::: Dataset rows :::
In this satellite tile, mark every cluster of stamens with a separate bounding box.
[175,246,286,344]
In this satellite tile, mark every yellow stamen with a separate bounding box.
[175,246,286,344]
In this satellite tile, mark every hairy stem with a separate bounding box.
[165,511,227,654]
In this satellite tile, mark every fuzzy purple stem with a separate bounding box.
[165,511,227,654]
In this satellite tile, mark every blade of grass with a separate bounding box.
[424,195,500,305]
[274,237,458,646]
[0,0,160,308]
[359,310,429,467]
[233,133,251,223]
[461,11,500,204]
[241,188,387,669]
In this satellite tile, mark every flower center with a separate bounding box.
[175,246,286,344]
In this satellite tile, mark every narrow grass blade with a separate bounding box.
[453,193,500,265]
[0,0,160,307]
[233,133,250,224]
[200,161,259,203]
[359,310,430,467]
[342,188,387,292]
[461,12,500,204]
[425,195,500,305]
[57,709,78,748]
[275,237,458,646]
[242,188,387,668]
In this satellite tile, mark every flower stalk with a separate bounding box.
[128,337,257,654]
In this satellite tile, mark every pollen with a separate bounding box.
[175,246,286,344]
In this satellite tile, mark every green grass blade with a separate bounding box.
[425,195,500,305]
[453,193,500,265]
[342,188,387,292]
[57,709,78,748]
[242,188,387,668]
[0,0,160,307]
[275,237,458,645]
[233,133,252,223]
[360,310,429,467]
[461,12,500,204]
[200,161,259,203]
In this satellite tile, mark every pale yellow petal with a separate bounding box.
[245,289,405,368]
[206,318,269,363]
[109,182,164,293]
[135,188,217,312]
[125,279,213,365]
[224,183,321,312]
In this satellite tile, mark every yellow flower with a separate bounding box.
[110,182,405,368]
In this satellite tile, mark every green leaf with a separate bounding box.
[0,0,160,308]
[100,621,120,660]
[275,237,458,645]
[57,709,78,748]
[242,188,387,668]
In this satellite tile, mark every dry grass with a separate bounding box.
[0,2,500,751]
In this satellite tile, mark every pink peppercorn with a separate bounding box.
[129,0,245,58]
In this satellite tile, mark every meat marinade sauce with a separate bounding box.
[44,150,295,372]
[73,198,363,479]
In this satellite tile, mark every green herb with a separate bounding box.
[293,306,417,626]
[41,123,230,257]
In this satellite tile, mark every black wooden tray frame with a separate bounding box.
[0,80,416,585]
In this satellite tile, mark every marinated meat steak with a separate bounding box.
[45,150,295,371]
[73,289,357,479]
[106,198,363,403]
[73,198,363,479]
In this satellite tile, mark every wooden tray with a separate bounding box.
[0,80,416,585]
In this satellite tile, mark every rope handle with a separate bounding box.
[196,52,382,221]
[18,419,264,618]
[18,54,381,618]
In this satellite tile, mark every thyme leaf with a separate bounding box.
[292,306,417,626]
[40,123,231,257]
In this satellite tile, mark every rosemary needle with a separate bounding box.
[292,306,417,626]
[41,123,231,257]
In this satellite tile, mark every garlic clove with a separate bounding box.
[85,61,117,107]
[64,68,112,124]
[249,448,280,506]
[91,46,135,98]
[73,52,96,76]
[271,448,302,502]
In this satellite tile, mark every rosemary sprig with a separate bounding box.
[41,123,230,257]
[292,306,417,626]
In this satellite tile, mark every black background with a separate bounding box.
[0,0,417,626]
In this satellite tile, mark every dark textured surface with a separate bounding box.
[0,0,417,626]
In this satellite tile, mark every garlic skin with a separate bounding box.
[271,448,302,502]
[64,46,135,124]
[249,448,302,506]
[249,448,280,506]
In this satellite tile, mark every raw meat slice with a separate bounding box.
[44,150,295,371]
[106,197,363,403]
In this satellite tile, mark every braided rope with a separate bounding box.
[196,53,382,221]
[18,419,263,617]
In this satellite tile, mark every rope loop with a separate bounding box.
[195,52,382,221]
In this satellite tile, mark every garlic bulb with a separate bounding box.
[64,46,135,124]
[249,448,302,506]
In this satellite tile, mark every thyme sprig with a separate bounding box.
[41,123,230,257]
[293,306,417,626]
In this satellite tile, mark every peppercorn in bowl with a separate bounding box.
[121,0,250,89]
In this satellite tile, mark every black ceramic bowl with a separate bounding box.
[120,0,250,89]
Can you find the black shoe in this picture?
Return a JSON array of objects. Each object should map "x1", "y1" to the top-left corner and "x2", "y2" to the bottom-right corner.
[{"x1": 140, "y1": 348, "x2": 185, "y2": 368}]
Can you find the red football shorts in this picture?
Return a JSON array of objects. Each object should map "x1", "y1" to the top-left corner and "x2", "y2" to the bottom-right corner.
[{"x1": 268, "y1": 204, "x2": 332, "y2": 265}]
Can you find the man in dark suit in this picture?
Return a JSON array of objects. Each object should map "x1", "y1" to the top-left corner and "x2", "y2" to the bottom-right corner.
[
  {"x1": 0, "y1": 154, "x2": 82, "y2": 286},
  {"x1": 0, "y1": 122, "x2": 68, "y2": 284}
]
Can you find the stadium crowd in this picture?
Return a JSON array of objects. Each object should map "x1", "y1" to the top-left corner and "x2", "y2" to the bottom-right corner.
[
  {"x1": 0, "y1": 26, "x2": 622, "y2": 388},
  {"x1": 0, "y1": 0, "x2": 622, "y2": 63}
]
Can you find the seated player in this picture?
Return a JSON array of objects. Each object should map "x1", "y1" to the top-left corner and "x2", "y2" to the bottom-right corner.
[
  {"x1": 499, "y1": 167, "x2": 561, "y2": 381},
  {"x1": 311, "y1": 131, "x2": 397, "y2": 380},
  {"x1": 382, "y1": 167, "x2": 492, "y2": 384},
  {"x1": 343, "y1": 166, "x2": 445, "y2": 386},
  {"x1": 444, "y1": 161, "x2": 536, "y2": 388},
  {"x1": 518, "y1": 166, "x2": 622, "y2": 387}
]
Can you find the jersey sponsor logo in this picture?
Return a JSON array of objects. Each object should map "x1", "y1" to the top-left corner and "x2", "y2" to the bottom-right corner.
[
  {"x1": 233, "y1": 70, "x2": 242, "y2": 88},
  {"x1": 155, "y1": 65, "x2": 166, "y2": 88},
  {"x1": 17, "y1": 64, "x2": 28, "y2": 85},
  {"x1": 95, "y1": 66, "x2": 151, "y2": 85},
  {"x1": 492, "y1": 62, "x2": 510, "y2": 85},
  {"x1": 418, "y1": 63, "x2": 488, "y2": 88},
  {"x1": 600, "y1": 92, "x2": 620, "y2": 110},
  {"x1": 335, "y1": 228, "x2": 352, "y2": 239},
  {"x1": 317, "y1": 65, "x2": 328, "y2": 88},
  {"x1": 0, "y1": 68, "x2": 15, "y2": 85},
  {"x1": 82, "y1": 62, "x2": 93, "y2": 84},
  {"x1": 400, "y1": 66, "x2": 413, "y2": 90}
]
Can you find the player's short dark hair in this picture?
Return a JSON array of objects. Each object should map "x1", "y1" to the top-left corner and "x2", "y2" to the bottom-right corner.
:::
Recast every line of the data above as a Markdown table with the columns Row and Line, where Row holds the line's number and Line holds its text, and leave out any blank lines.

| Row | Line |
|---|---|
| 1 | In this satellite tile, mark every cluster of stamens with a separate bounding box. |
| 2 | [175,246,286,344] |
| 3 | In this satellite tile, mark every yellow stamen with a separate bounding box. |
| 4 | [175,246,286,344] |
| 5 | In this satellite tile, mark every hairy stem with a separate bounding box. |
| 6 | [165,511,227,654] |
| 7 | In this satellite tile, mark every fuzzy purple stem with a separate bounding box. |
| 8 | [165,511,227,654] |
| 9 | In this satellite tile, mark every blade of grass with a separate bounding box. |
| 10 | [424,195,500,305] |
| 11 | [274,237,458,646] |
| 12 | [0,0,160,308] |
| 13 | [359,310,429,467] |
| 14 | [233,133,251,223] |
| 15 | [461,11,500,204] |
| 16 | [241,188,387,669] |
| 17 | In this satellite tile, mark every flower center with a separate bounding box. |
| 18 | [175,246,286,344] |
| 19 | In this satellite tile, mark every narrow grass blade with a separate bounding box. |
| 20 | [453,193,500,265] |
| 21 | [0,0,160,307] |
| 22 | [233,133,250,224] |
| 23 | [200,161,259,203] |
| 24 | [359,310,430,467] |
| 25 | [342,188,387,292] |
| 26 | [461,12,500,204] |
| 27 | [425,195,500,305] |
| 28 | [57,709,78,748] |
| 29 | [275,237,458,646] |
| 30 | [242,188,387,668] |
| 31 | In this satellite tile, mark every flower stalk with a separate bounding box. |
| 32 | [128,337,257,654] |
| 33 | In this satellite tile, mark every pollen with a separate bounding box. |
| 34 | [175,246,286,344] |
| 35 | In this satellite tile, mark every green grass blade with a separate bounding box. |
| 36 | [425,195,500,305] |
| 37 | [453,193,500,265] |
| 38 | [342,188,387,292] |
| 39 | [57,709,78,748] |
| 40 | [242,188,387,668] |
| 41 | [0,0,160,307] |
| 42 | [275,237,458,645] |
| 43 | [233,133,252,223] |
| 44 | [360,310,429,467] |
| 45 | [461,12,500,204] |
| 46 | [200,161,259,203] |
| 47 | In this satellite tile, mark every pale yellow petal with a separate bounding box. |
| 48 | [245,289,405,368] |
| 49 | [206,318,269,363] |
| 50 | [109,182,164,293] |
| 51 | [135,188,217,312] |
| 52 | [125,279,213,365] |
| 53 | [224,183,321,312] |
| 54 | In this satellite tile, mark every yellow flower with a separate bounding box. |
| 55 | [110,182,405,368] |
| 56 | In this satellite tile, mark every green leaf with a separate bounding box. |
| 57 | [0,0,160,308] |
| 58 | [100,621,120,660] |
| 59 | [275,237,458,645] |
| 60 | [57,709,78,748] |
| 61 | [242,188,387,668] |
| 62 | In this satellite tile, mark every dry grass with a separate bounding box. |
| 63 | [0,2,500,751] |
| 64 | In this satellite tile, mark every pink peppercorn with a separate bounding box. |
| 65 | [129,0,245,58] |
| 66 | In this satellite tile, mark every meat marinade sauce with a separate bounding box. |
| 67 | [44,150,295,372] |
| 68 | [73,198,363,479] |
| 69 | In this satellite tile, mark every green herb with a separate bounding box. |
| 70 | [293,306,417,626] |
| 71 | [41,123,230,257] |
| 72 | In this satellite tile, mark every black wooden tray frame with a separate bounding box. |
| 73 | [0,80,416,585] |
| 74 | In this satellite tile, mark every marinated meat steak with a separate bounding box. |
| 75 | [45,150,295,371] |
| 76 | [73,289,357,479] |
| 77 | [106,198,363,403] |
| 78 | [73,198,363,479] |
| 79 | In this satellite tile, mark every wooden tray with a separate bounding box. |
| 80 | [0,80,416,585] |
| 81 | In this satellite tile, mark every rope handle with a separate bounding box. |
| 82 | [196,52,382,221] |
| 83 | [18,419,264,618] |
| 84 | [18,54,381,618] |
| 85 | In this satellite tile, mark every thyme leaf with a separate bounding box. |
| 86 | [292,306,417,626] |
| 87 | [40,123,231,257] |
| 88 | In this satellite tile, mark every rosemary needle with a separate bounding box. |
| 89 | [292,306,417,626] |
| 90 | [41,123,231,257] |
| 91 | In this satellite tile, mark every garlic clove with a separate bounding box. |
| 92 | [85,61,117,107] |
| 93 | [64,68,112,124] |
| 94 | [249,448,280,506] |
| 95 | [91,46,135,98] |
| 96 | [73,52,96,76] |
| 97 | [271,448,302,502] |
| 98 | In this satellite tile, mark every rosemary sprig with a separate bounding box. |
| 99 | [41,123,230,257] |
| 100 | [292,306,417,626] |
| 101 | In this satellite tile, mark every black background with a separate bounding box. |
| 102 | [0,0,417,626] |
| 103 | In this satellite tile, mark every dark textured surface with a separate bounding box. |
| 104 | [0,0,417,626] |
| 105 | In this satellite tile, mark every garlic skin with a separate bounding box. |
| 106 | [271,448,302,502] |
| 107 | [64,46,135,124] |
| 108 | [249,448,302,506] |
| 109 | [249,448,280,506] |
| 110 | In this satellite tile, mark every raw meat slice with a separate bounding box. |
| 111 | [44,150,295,371] |
| 112 | [106,197,363,403] |
| 113 | In this satellite tile, mark every braided rope with a separate bounding box. |
| 114 | [196,53,382,221] |
| 115 | [18,419,263,617] |
| 116 | In this satellite tile, mark every rope loop with a separate bounding box. |
| 117 | [195,52,382,221] |
| 118 | In this satellite tile, mark every garlic bulb with a separate bounding box. |
| 119 | [64,46,135,124] |
| 120 | [249,448,302,506] |
| 121 | In this satellite tile, mark every thyme sprig with a separate bounding box. |
| 122 | [41,123,230,257] |
| 123 | [293,306,417,626] |
| 124 | In this satellite tile, mark every peppercorn in bowl with a separate bounding box. |
| 125 | [121,0,250,89] |
| 126 | In this satellite tile, mark every black ceramic bowl with a separate bounding box. |
| 127 | [120,0,250,89] |
| 128 | Can you find the black shoe in this picture? |
| 129 | Return a JSON array of objects. Each object should map "x1", "y1" to the top-left corner and "x2", "y2" to the bottom-right corner. |
| 130 | [{"x1": 140, "y1": 348, "x2": 185, "y2": 368}] |
| 131 | Can you find the red football shorts in this picture? |
| 132 | Return a JSON array of objects. Each object should map "x1", "y1" to the top-left corner and "x2", "y2" to the bottom-right corner. |
| 133 | [{"x1": 268, "y1": 204, "x2": 332, "y2": 265}] |
| 134 | Can you find the man in dark suit in this picture? |
| 135 | Return a JSON array of objects. Each object should map "x1", "y1" to the top-left corner and "x2", "y2" to the bottom-right corner. |
| 136 | [ |
| 137 |   {"x1": 0, "y1": 154, "x2": 82, "y2": 286}, |
| 138 |   {"x1": 0, "y1": 122, "x2": 68, "y2": 284} |
| 139 | ] |
| 140 | Can you find the stadium crowd in this picture? |
| 141 | Return a JSON array of objects. Each object should map "x1", "y1" to the top-left corner and "x2", "y2" to the bottom-right corner. |
| 142 | [ |
| 143 |   {"x1": 0, "y1": 26, "x2": 622, "y2": 388}, |
| 144 |   {"x1": 0, "y1": 0, "x2": 622, "y2": 63} |
| 145 | ] |
| 146 | Can you find the seated player in this picture? |
| 147 | Return a JSON array of objects. Each object should map "x1", "y1" to the top-left corner and "x2", "y2" to the bottom-right corner. |
| 148 | [ |
| 149 |   {"x1": 499, "y1": 167, "x2": 561, "y2": 381}, |
| 150 |   {"x1": 311, "y1": 131, "x2": 397, "y2": 380}, |
| 151 |   {"x1": 382, "y1": 167, "x2": 492, "y2": 384}, |
| 152 |   {"x1": 343, "y1": 166, "x2": 445, "y2": 386}, |
| 153 |   {"x1": 444, "y1": 161, "x2": 536, "y2": 388}, |
| 154 |   {"x1": 518, "y1": 166, "x2": 622, "y2": 387} |
| 155 | ] |
| 156 | Can you find the jersey sponsor logo in this picture? |
| 157 | Return a JSON array of objects. Each object should map "x1", "y1" to the top-left corner and "x2", "y2" to the bottom-right corner. |
| 158 | [ |
| 159 |   {"x1": 233, "y1": 70, "x2": 242, "y2": 88}, |
| 160 |   {"x1": 155, "y1": 65, "x2": 166, "y2": 88}, |
| 161 |   {"x1": 17, "y1": 64, "x2": 28, "y2": 85}, |
| 162 |   {"x1": 95, "y1": 66, "x2": 151, "y2": 85}, |
| 163 |   {"x1": 492, "y1": 62, "x2": 510, "y2": 85}, |
| 164 |   {"x1": 418, "y1": 63, "x2": 488, "y2": 88}, |
| 165 |   {"x1": 600, "y1": 92, "x2": 620, "y2": 110}, |
| 166 |   {"x1": 335, "y1": 228, "x2": 352, "y2": 239}, |
| 167 |   {"x1": 317, "y1": 65, "x2": 328, "y2": 88}, |
| 168 |   {"x1": 0, "y1": 68, "x2": 15, "y2": 85}, |
| 169 |   {"x1": 82, "y1": 62, "x2": 93, "y2": 84}, |
| 170 |   {"x1": 400, "y1": 66, "x2": 413, "y2": 90} |
| 171 | ] |
| 172 | Can you find the player's short dark hair in this picture? |
| 173 | Return a JSON array of objects. Each object should map "x1", "y1" to the top-left corner and "x2", "y2" to the bottom-right corner. |